Spatial localization data
###

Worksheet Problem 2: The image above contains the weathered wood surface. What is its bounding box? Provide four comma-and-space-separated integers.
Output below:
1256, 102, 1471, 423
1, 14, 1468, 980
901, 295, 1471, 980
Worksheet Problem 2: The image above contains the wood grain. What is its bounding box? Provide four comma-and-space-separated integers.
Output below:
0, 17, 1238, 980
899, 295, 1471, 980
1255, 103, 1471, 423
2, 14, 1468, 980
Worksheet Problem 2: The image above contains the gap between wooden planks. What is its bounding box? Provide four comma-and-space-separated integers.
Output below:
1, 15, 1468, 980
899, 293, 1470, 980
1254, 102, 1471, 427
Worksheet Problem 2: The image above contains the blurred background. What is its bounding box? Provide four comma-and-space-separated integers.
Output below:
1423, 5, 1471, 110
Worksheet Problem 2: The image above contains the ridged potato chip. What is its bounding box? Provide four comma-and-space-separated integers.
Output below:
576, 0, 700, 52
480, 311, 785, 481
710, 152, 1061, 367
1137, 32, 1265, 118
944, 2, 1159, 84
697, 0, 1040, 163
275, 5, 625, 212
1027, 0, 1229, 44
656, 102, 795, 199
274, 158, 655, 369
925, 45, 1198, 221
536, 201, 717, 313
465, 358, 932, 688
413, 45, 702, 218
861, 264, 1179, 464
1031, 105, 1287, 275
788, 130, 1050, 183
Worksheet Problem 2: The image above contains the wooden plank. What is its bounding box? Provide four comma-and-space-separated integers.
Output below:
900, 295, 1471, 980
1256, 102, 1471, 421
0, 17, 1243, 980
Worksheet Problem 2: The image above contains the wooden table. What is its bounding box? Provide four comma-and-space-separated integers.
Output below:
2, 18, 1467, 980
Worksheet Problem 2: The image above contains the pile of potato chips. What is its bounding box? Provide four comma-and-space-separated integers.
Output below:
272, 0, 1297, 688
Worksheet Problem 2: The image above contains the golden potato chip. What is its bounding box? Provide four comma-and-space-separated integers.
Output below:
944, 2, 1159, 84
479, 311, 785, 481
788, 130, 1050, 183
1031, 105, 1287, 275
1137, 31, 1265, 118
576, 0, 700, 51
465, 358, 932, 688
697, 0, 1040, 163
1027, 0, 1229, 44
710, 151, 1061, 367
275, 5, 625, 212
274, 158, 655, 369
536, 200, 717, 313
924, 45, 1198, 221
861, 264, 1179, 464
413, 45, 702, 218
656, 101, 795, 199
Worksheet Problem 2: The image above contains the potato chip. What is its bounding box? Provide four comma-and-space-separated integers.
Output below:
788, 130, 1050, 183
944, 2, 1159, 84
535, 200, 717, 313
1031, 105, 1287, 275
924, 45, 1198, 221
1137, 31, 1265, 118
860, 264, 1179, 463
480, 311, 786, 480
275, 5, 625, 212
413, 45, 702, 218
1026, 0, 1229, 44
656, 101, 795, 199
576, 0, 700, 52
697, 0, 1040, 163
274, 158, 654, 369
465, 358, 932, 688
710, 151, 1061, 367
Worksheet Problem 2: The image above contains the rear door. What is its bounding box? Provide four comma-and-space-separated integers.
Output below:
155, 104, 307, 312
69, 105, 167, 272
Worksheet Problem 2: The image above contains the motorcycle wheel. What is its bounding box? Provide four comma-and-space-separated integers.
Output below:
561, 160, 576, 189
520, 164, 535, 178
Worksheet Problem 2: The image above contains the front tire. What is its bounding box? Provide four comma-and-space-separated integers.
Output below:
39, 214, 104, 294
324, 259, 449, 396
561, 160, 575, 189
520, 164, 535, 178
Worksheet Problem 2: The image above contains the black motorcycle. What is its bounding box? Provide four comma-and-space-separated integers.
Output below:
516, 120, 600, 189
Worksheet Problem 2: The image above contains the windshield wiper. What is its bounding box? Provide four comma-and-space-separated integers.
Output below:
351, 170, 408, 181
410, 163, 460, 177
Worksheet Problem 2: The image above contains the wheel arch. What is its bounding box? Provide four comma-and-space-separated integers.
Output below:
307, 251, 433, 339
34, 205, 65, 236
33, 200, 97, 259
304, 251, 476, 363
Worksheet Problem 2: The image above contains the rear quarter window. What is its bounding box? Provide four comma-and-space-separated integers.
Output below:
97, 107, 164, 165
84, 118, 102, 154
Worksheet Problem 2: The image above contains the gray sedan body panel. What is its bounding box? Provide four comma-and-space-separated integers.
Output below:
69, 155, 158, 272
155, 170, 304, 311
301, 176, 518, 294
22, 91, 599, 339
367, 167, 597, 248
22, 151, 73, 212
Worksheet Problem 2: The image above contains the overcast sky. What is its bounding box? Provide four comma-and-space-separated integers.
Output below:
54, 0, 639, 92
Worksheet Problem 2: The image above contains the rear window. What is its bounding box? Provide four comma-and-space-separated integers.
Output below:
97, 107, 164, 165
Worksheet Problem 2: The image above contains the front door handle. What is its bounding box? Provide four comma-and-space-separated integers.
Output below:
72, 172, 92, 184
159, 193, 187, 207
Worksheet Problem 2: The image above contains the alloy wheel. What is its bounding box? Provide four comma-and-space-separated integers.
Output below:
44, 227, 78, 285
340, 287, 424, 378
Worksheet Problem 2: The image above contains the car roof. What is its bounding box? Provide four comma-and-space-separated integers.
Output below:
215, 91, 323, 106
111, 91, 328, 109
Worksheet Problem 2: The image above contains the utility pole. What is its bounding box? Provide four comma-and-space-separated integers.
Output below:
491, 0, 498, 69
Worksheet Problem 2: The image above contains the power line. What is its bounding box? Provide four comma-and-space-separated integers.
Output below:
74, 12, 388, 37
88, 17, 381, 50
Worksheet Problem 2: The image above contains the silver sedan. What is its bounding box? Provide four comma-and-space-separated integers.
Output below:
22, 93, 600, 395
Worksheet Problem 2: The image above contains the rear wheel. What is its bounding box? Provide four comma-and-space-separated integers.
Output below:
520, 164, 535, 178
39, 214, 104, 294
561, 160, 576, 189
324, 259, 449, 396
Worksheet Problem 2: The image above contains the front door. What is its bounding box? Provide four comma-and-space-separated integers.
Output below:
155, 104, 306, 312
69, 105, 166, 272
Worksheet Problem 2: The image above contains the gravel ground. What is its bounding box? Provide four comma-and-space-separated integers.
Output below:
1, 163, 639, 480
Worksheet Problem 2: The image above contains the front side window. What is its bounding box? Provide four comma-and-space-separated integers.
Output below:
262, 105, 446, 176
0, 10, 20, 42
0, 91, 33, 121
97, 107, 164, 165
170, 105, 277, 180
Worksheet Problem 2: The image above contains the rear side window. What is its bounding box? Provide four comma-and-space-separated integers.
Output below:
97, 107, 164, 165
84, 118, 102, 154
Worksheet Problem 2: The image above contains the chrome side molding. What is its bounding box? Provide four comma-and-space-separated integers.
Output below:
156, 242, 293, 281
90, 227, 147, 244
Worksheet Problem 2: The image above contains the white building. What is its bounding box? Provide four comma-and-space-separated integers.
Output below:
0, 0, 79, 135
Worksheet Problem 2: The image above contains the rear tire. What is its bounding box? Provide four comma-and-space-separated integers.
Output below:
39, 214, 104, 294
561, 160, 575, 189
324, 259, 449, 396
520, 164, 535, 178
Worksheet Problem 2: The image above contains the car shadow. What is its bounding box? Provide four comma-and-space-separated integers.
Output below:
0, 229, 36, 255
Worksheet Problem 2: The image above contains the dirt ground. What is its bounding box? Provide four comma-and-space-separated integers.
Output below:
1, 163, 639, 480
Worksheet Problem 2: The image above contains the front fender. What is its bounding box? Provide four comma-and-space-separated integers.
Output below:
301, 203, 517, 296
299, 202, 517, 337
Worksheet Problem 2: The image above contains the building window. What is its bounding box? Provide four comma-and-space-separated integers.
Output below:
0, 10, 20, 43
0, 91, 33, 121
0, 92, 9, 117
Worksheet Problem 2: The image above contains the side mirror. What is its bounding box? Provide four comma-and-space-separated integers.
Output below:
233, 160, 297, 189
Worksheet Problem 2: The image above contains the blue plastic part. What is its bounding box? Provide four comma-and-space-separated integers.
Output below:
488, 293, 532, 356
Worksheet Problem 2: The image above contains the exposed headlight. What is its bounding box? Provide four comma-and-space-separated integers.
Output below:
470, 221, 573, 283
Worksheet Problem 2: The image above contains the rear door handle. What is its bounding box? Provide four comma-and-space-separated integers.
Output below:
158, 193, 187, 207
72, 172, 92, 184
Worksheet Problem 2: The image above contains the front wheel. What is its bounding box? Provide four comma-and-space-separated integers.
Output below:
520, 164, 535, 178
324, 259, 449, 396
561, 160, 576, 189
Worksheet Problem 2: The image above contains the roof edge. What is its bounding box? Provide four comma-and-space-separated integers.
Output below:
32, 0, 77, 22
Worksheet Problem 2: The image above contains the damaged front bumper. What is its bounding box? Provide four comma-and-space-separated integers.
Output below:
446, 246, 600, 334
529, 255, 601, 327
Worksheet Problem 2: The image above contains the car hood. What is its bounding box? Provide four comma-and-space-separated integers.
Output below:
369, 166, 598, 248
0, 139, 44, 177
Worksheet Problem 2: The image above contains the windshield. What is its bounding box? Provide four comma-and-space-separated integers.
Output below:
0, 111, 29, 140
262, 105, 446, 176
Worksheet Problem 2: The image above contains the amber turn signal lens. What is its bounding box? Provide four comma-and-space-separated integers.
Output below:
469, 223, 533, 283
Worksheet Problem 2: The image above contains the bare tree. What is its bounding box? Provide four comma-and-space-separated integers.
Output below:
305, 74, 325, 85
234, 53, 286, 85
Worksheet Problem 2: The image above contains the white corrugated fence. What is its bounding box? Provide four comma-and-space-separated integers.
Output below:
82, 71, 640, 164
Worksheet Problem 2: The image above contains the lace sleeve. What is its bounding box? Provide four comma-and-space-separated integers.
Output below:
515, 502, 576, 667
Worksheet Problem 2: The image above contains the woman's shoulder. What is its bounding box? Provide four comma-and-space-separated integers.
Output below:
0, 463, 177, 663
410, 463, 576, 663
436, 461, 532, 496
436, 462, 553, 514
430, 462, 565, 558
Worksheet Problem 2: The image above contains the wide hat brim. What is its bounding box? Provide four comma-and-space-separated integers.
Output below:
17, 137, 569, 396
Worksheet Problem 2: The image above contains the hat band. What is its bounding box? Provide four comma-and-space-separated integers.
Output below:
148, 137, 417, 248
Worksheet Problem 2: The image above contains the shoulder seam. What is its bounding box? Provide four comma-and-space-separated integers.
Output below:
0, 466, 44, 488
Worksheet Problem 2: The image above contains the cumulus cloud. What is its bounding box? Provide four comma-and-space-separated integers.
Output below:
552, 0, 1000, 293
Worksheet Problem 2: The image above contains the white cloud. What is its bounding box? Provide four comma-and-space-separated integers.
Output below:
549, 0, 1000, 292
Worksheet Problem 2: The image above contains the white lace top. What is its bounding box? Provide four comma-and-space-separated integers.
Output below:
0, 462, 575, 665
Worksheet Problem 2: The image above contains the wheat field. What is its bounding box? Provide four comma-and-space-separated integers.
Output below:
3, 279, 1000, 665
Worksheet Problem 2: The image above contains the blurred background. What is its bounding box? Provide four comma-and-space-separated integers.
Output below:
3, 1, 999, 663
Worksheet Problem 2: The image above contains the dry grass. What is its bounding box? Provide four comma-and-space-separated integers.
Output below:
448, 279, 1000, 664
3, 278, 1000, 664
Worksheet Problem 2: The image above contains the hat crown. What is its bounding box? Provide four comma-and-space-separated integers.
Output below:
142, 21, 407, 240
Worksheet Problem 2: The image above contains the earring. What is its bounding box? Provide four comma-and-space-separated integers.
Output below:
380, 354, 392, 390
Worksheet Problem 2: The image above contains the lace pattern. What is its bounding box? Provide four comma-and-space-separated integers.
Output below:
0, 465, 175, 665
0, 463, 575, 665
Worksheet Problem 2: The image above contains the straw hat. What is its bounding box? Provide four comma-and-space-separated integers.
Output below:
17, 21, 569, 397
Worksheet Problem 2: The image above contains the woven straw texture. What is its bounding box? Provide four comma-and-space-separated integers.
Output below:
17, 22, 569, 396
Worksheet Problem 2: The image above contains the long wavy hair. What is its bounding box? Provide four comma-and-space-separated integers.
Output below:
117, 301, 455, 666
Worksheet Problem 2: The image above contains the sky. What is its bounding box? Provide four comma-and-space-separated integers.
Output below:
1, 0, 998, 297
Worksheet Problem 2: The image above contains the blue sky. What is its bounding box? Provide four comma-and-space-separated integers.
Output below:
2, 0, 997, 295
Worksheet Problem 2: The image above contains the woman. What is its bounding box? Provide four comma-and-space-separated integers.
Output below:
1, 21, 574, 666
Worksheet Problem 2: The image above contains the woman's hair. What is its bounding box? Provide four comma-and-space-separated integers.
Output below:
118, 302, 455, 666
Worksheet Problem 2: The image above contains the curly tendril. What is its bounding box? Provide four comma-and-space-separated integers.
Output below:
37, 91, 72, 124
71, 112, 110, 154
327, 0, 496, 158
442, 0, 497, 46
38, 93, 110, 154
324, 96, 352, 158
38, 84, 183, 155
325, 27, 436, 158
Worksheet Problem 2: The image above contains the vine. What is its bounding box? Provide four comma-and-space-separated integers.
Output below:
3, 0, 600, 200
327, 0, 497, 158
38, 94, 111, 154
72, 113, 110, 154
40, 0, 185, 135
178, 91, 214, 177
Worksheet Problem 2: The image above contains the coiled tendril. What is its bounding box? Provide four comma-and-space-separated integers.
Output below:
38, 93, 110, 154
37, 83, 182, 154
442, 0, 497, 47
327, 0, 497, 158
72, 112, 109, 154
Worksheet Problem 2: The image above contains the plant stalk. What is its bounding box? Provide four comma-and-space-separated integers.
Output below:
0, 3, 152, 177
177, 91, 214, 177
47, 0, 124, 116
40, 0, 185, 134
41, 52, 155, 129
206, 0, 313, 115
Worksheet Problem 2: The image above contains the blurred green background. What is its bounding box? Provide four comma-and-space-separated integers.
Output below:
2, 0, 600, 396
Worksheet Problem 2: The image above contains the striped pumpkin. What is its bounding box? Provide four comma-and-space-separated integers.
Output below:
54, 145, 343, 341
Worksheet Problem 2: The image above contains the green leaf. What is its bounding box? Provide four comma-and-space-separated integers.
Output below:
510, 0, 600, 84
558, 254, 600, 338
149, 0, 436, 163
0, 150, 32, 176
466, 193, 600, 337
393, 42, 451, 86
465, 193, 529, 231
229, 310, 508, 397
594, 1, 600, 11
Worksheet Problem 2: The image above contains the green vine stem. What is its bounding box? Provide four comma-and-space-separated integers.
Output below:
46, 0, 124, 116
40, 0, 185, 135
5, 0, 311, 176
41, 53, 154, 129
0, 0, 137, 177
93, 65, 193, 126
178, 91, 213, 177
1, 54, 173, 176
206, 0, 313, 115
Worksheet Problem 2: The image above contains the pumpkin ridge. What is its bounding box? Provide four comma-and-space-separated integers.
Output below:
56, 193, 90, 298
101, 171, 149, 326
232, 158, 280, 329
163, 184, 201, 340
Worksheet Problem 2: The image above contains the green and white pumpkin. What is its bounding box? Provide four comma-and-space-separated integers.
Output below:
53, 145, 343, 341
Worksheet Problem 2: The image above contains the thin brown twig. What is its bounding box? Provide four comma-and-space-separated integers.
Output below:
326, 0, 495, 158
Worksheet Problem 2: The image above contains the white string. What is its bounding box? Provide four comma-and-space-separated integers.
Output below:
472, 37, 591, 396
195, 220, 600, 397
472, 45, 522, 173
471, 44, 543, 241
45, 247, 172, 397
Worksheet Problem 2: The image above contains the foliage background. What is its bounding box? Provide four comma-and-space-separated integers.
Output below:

###

-- WORK TASK --
Give back, unchanged, the line that holds "Worksheet Problem 2: The image above contains the white string." along with all lines after it through the last line above.

-- YOUR RESPONSE --
Worksheet Problem 2: The image above contains the white string. What is its bounding box? Provide four comma-and-space-separated integers.
Output below:
472, 37, 591, 396
195, 220, 600, 397
472, 45, 522, 173
471, 44, 543, 241
45, 247, 172, 397
Worksheet Problem 2: The image above contains the foliage background. What is its bounding box? Provide four comma-and-space-separated integers.
Output below:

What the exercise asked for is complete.